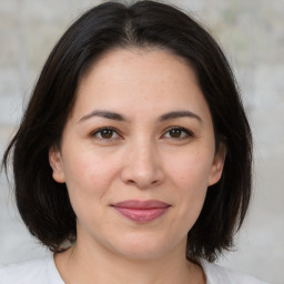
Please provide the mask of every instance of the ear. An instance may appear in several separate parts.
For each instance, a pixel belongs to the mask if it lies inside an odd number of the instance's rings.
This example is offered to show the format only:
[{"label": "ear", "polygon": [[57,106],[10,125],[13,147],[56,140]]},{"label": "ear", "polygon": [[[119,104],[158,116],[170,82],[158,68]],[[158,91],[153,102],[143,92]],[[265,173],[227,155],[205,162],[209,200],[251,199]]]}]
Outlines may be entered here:
[{"label": "ear", "polygon": [[220,142],[219,150],[215,153],[215,156],[212,163],[212,168],[209,176],[209,186],[220,181],[223,172],[225,156],[226,156],[226,144],[223,142]]},{"label": "ear", "polygon": [[49,149],[49,164],[52,168],[52,176],[55,182],[64,183],[65,176],[63,171],[63,163],[61,152],[58,146],[52,145]]}]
* * * * * * * * *
What you will do:
Copy the lines from the start of the entries through the line containing "Outlines may be", including both ends, and leave out the picture.

Solution for this task:
Please provide the mask of every instance of the ear. An instance may appear in several separate parts.
For each instance, a pixel belongs to the mask if it lies inside an odd number of the instance's rings.
This example is offered to show the format only:
[{"label": "ear", "polygon": [[57,106],[10,125],[13,147],[56,140]]},{"label": "ear", "polygon": [[[119,104],[158,116],[170,82],[158,68]],[[158,91],[153,102],[143,92]],[[265,173],[227,155],[205,162],[209,200],[251,199]]]}]
Outlines may be entered here:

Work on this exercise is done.